**Aim**
Pick out every line of the items below that contains the word "woman", and copy each one in full.

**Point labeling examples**

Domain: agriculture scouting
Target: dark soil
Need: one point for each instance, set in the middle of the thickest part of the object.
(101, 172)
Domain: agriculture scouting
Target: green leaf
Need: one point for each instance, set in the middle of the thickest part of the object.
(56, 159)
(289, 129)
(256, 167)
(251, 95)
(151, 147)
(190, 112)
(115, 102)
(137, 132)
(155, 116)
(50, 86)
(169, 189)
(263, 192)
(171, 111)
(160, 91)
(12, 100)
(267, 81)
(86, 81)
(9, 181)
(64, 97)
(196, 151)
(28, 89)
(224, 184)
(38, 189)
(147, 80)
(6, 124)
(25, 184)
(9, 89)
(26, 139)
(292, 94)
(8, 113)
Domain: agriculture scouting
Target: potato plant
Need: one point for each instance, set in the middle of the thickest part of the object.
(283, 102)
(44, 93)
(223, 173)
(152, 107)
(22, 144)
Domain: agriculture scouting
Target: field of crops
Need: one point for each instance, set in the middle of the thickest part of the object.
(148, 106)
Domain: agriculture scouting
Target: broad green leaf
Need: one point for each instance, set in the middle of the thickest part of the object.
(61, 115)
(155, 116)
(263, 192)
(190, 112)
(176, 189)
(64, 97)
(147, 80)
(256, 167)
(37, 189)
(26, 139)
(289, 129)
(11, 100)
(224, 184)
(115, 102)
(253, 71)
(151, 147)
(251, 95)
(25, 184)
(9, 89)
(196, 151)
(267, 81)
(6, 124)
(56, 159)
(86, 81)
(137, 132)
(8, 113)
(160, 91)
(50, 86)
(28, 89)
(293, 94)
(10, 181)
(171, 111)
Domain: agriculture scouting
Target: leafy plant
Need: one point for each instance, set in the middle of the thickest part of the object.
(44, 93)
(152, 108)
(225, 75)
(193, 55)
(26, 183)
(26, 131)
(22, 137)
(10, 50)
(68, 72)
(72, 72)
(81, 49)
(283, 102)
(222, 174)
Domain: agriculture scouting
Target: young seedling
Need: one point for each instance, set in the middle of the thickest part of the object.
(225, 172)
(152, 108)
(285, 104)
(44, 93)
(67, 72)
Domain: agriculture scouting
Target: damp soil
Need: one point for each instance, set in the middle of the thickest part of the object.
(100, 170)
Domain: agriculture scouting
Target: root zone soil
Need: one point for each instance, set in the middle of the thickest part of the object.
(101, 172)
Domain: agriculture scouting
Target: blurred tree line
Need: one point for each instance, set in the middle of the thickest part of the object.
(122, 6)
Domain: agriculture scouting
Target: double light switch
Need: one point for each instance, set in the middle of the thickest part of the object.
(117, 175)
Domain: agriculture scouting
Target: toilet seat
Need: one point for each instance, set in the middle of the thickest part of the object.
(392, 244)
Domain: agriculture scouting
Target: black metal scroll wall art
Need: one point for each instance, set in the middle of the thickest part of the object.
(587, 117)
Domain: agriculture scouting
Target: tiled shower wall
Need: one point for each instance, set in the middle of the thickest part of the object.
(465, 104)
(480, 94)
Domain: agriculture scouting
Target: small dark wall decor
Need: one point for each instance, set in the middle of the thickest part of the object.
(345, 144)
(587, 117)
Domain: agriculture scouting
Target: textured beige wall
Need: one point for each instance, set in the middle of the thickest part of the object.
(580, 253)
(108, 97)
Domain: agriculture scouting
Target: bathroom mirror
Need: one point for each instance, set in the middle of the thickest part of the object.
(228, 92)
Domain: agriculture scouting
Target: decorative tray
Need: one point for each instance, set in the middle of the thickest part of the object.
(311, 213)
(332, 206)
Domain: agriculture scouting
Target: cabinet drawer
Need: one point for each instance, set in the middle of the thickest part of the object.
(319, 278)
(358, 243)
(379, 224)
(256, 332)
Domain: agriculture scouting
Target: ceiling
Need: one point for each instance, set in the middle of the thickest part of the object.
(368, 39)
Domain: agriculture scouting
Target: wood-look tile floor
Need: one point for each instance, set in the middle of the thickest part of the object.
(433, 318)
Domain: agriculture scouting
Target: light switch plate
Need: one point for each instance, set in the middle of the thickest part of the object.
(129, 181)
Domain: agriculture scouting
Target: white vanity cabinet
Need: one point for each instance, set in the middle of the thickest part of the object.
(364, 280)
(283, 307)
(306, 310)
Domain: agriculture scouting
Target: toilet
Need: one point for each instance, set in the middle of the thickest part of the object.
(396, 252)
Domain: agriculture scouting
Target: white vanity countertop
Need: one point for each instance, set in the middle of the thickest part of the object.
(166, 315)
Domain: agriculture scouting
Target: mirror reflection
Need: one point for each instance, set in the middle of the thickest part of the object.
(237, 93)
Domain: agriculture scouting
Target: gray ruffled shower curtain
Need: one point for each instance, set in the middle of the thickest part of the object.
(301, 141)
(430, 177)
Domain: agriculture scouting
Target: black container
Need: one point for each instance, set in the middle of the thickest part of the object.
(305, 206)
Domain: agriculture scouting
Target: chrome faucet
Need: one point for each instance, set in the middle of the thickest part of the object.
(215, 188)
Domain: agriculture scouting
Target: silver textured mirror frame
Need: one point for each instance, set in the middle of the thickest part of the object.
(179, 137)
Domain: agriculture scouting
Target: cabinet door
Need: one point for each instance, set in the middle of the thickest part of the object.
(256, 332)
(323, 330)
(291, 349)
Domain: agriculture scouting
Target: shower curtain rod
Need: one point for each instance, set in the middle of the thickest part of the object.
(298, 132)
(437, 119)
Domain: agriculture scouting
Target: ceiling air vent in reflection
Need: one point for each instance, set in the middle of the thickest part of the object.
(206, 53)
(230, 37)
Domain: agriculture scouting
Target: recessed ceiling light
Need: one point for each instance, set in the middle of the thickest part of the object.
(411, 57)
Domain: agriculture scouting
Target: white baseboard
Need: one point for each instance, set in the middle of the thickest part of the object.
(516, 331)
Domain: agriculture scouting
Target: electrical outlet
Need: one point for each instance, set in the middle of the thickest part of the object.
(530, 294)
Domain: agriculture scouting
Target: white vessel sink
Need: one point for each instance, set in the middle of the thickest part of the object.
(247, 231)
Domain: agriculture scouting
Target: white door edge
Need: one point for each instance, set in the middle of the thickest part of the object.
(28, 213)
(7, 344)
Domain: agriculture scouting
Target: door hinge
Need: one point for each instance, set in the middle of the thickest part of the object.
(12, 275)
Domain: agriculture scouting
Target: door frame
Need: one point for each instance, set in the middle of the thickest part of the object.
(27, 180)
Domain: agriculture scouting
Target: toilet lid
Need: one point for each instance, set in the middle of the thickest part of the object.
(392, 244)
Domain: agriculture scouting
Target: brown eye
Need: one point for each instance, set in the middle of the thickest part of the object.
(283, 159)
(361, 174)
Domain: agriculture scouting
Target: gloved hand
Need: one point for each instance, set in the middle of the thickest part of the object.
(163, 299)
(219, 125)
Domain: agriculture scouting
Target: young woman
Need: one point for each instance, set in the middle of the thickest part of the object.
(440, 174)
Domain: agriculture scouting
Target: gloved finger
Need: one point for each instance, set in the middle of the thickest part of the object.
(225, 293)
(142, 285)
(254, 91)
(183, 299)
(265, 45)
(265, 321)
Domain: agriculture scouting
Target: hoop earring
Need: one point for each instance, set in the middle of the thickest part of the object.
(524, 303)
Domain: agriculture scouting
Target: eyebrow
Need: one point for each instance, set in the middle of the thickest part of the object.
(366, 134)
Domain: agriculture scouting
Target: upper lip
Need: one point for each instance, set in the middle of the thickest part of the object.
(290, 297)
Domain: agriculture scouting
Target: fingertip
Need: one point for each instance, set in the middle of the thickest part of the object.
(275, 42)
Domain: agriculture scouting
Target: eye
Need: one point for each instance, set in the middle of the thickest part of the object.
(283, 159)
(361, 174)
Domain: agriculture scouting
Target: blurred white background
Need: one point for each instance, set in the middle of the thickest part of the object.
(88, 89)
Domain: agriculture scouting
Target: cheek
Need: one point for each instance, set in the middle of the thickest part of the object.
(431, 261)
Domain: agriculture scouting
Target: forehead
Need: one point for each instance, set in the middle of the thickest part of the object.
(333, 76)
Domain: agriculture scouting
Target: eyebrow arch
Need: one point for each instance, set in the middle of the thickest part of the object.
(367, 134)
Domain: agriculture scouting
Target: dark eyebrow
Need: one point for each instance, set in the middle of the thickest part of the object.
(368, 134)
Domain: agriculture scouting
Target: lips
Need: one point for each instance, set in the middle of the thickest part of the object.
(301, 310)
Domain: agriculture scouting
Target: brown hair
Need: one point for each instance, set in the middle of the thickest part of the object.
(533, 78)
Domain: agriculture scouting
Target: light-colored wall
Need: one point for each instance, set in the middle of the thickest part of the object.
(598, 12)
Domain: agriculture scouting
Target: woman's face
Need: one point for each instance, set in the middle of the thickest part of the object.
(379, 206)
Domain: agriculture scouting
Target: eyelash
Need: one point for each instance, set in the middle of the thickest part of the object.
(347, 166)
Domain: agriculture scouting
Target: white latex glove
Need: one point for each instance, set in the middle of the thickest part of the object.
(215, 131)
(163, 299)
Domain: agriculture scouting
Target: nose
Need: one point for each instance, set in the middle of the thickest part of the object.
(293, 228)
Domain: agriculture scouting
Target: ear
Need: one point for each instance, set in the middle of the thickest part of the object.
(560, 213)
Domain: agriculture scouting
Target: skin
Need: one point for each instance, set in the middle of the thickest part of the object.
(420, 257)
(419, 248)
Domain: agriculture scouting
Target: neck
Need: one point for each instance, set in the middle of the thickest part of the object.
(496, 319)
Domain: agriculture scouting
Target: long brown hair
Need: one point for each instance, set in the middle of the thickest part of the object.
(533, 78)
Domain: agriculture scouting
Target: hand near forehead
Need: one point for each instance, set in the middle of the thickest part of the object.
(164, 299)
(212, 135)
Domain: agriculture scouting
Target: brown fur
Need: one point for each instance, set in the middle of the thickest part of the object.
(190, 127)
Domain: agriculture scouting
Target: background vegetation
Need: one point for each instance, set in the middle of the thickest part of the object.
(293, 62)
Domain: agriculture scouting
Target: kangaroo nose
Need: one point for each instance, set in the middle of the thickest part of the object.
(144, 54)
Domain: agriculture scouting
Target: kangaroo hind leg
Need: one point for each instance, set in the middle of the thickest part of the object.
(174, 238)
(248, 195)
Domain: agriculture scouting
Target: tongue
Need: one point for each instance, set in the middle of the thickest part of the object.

**Written response**
Target: young woman
Target: woman's face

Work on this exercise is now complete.